* WHAT THE EXERCISE ASKS
Set down the data exactly as it appears, starting with the line containing "Detection brief: inspect the image and locate green foliage." and continuing through the line containing "(234, 56), (441, 412)", with both of those lines included.
--- START ---
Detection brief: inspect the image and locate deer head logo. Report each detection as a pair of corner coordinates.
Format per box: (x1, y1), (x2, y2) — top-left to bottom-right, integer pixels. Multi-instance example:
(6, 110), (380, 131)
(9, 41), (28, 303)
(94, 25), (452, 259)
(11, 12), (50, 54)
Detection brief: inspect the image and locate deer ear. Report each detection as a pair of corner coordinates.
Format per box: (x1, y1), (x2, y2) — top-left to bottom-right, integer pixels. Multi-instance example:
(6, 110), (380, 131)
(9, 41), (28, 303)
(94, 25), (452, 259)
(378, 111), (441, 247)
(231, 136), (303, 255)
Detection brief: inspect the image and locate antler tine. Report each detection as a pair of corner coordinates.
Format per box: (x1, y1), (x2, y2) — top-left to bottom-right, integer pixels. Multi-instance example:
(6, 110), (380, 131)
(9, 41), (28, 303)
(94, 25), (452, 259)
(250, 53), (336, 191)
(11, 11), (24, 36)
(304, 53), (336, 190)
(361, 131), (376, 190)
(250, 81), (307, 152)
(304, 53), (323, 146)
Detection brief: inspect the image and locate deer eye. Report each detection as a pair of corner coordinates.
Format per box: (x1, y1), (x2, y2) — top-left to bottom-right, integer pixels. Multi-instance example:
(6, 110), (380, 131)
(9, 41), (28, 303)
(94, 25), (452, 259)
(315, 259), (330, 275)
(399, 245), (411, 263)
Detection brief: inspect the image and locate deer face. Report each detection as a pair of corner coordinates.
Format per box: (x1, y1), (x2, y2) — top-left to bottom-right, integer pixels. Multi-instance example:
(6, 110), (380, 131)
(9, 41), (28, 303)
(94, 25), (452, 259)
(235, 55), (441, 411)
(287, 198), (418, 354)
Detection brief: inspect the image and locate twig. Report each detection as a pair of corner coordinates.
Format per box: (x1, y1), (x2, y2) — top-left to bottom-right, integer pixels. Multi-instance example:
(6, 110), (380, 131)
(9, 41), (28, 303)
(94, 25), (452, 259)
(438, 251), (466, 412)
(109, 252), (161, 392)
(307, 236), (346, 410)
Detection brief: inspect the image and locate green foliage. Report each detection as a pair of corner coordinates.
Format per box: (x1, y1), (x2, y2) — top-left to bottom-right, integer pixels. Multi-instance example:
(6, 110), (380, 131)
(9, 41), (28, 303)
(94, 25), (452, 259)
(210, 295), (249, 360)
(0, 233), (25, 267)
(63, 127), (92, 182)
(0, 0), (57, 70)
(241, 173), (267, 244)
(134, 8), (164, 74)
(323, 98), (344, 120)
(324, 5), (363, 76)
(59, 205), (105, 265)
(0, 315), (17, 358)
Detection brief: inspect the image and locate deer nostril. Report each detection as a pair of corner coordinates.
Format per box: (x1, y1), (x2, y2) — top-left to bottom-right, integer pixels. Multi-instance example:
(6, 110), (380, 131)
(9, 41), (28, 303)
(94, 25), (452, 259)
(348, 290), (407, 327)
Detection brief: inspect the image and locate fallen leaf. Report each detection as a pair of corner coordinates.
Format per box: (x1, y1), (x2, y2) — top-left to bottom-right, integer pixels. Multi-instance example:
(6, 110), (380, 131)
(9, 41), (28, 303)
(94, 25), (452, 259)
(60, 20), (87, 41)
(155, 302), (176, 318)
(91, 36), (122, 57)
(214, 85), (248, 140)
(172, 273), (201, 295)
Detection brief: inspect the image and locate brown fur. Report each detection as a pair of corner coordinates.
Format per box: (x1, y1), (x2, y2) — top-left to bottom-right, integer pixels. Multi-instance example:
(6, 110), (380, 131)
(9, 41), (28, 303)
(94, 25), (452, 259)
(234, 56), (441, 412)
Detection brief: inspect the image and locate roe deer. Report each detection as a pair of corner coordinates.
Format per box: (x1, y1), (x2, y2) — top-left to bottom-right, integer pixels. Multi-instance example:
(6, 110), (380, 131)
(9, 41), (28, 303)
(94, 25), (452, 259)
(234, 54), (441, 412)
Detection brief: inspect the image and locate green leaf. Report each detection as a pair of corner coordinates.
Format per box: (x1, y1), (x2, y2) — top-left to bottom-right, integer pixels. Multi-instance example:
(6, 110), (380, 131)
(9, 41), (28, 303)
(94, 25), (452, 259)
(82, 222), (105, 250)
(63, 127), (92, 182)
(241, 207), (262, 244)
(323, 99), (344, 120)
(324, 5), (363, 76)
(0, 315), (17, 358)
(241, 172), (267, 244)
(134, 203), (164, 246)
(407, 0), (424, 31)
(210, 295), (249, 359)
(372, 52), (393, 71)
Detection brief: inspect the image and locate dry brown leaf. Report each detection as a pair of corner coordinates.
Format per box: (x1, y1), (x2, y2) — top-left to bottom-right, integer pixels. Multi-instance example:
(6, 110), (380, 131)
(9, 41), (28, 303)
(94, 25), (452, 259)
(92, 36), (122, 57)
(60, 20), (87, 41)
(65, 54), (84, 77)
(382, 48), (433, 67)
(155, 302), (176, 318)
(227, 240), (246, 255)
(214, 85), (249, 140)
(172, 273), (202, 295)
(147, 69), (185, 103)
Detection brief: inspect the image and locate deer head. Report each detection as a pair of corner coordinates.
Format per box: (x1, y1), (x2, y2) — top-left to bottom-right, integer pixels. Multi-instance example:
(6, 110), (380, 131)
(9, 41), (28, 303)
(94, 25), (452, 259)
--- END ---
--- START ---
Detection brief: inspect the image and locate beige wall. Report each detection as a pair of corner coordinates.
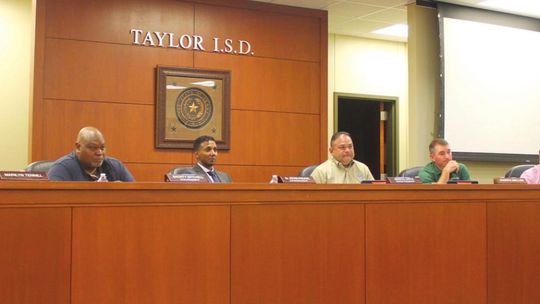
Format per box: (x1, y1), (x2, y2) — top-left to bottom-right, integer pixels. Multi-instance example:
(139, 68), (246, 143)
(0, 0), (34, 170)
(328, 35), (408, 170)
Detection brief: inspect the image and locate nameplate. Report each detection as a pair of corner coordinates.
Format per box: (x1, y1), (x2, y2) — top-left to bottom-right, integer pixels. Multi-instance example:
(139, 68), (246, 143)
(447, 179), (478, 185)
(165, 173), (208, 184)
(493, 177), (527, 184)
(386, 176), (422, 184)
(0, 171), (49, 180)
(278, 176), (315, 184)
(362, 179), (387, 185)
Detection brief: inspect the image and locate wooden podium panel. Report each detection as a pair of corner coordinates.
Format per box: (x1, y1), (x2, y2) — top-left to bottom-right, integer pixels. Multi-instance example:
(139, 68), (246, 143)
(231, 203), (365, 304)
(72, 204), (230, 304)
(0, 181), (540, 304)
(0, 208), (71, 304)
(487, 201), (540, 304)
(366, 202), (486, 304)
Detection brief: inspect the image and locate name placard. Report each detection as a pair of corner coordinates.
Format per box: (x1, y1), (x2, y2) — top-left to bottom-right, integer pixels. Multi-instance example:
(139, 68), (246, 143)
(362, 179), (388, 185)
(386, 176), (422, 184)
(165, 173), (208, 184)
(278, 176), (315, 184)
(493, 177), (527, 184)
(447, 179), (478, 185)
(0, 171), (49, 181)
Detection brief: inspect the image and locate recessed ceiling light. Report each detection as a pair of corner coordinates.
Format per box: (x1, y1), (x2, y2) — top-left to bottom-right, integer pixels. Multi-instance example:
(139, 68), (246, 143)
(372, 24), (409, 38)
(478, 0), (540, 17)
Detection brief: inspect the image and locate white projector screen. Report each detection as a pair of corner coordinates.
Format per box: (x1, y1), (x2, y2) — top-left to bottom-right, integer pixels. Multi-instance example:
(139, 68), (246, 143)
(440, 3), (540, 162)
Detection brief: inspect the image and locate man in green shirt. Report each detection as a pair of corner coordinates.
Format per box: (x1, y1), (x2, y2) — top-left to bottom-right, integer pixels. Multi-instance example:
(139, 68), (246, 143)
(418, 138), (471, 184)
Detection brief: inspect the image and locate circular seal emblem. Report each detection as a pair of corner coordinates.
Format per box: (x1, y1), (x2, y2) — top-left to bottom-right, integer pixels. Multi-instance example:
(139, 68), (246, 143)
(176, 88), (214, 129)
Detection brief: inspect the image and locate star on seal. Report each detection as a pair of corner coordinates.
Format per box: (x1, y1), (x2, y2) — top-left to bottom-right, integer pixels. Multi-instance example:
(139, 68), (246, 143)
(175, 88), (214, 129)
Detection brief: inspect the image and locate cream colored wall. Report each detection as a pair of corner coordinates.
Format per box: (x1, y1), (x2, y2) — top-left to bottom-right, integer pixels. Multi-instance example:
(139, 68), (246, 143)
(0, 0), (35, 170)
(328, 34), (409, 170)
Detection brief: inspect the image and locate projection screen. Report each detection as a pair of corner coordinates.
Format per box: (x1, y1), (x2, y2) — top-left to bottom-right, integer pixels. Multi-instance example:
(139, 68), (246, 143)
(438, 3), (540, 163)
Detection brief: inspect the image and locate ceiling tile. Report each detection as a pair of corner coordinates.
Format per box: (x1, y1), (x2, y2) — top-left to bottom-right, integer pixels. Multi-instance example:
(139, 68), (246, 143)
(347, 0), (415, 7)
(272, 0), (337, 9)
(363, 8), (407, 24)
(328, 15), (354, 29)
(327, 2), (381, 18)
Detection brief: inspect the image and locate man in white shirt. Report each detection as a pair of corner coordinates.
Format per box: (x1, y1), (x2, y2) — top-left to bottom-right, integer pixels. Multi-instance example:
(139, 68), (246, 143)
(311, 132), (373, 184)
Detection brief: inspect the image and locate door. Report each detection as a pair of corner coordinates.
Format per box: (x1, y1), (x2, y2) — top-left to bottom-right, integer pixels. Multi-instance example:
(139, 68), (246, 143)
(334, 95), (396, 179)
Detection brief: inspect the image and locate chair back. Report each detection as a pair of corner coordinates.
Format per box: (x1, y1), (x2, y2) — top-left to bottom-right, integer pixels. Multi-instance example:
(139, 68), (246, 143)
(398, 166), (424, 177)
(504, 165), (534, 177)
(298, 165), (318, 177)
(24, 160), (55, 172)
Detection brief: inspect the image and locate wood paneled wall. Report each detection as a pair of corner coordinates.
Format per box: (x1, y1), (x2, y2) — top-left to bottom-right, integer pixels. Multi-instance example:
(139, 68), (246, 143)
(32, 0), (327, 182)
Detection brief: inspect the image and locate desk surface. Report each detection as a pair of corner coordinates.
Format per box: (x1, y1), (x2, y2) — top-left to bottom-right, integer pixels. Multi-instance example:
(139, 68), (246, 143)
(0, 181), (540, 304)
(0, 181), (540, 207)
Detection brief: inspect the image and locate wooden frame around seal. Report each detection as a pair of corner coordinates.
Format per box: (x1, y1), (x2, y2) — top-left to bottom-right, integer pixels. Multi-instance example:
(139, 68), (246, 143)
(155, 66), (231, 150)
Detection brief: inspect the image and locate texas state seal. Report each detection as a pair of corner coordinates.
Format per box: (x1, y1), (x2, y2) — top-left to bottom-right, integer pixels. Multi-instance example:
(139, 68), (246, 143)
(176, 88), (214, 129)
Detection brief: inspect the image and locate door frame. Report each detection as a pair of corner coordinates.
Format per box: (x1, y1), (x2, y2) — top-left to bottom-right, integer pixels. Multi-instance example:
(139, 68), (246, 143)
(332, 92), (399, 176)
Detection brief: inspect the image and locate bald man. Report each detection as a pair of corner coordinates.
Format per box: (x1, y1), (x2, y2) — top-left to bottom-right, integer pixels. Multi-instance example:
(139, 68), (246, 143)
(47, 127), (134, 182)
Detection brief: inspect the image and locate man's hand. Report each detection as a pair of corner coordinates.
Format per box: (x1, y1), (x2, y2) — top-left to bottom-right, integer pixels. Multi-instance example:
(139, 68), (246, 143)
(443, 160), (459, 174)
--- END ---
* TASK RESPONSE
Detection brief: inspect the image and locate green foliage. Report each detection as a pair of corner coordinates.
Format per box: (x1, y1), (x2, y2) — top-left to bottom-right, integer pixels. Multi-instance example:
(6, 110), (380, 131)
(9, 41), (28, 303)
(94, 25), (452, 259)
(210, 295), (249, 360)
(0, 233), (25, 267)
(63, 127), (92, 182)
(0, 0), (57, 70)
(241, 173), (267, 244)
(134, 8), (164, 74)
(323, 98), (344, 120)
(324, 5), (363, 76)
(59, 205), (105, 265)
(0, 315), (17, 358)
Detection brief: inspect the image and locate deer nostril. Report each detection as a pair of corner coordinates.
Format per box: (x1, y1), (x2, y2) — top-left to bottom-right, integer pixels. Multi-instance example:
(6, 110), (380, 131)
(9, 41), (28, 303)
(94, 25), (452, 259)
(348, 290), (407, 327)
Detection brief: inspect the image and locate fallen leaf. Report each detection as a pair of corner coordinates.
Format per box: (x1, y1), (x2, y2) — top-left to bottom-right, integer pixels. Multi-instance example:
(6, 110), (380, 131)
(9, 41), (28, 303)
(94, 25), (452, 259)
(60, 20), (87, 41)
(155, 302), (176, 318)
(91, 36), (122, 57)
(214, 85), (248, 140)
(172, 273), (201, 295)
Detection brief: inspect the image and locate brown fur. Report each detection as a pair of corner coordinates.
Format per box: (x1, y1), (x2, y2) — top-left to bottom-right, integer pixels. Multi-instance example:
(6, 110), (380, 131)
(9, 41), (28, 303)
(94, 25), (452, 259)
(234, 56), (441, 412)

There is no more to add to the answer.